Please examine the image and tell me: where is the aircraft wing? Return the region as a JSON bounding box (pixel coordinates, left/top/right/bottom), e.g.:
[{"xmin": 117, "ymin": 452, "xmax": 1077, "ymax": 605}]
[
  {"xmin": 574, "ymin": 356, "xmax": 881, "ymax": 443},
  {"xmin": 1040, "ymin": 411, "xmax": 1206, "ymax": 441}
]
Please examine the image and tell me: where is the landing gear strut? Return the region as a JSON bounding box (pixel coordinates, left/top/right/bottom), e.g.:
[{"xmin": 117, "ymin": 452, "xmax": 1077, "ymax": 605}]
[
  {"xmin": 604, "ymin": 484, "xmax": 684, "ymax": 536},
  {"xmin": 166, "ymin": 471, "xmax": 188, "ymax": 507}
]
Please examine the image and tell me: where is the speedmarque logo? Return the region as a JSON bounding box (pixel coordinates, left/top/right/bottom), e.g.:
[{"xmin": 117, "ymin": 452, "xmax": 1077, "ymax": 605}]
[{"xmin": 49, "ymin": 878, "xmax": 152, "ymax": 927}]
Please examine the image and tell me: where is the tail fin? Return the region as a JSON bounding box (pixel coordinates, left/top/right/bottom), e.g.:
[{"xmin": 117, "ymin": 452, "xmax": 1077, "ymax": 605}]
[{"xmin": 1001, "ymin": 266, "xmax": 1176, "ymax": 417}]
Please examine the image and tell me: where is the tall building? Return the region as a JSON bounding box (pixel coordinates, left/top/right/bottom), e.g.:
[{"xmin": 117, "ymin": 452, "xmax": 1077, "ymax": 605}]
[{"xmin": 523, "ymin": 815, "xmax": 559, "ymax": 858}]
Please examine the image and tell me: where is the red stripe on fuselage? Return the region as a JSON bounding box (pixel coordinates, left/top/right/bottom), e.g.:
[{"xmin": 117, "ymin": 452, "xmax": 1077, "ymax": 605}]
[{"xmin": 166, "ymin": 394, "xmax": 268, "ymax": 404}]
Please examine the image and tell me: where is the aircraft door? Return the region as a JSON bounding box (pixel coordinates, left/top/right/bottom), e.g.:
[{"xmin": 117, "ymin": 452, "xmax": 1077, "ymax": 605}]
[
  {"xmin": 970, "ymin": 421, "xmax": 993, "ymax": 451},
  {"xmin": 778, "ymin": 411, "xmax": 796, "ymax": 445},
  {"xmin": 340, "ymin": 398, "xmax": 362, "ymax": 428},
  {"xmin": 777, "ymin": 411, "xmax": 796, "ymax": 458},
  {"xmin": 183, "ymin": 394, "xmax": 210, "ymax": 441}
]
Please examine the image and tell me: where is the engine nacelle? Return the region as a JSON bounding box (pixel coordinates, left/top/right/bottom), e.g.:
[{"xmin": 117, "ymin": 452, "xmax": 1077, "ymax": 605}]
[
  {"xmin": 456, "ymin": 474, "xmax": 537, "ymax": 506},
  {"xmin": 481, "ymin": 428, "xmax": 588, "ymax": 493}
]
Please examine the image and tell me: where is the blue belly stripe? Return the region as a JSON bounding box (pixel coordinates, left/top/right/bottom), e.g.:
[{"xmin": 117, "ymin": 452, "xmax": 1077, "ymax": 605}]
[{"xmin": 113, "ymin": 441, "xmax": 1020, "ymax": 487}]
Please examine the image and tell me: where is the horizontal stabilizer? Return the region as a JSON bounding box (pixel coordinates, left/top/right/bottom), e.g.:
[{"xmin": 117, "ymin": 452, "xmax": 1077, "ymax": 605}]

================

**指示文**
「Please examine the image and tell me: where is the horizontal」を含む行からエントリの末尾までの部分を書き直し、「horizontal stabilizer」を「vertical stabilizer」に置き換えてください。その他の箇所は一切変更しないでください。

**作業結果**
Please examine the image and tell me: where is the vertical stabilizer? Return the region as a JSON bounding box (pixel coordinates, left/top/right/bottom), e.g.:
[{"xmin": 117, "ymin": 452, "xmax": 1077, "ymax": 605}]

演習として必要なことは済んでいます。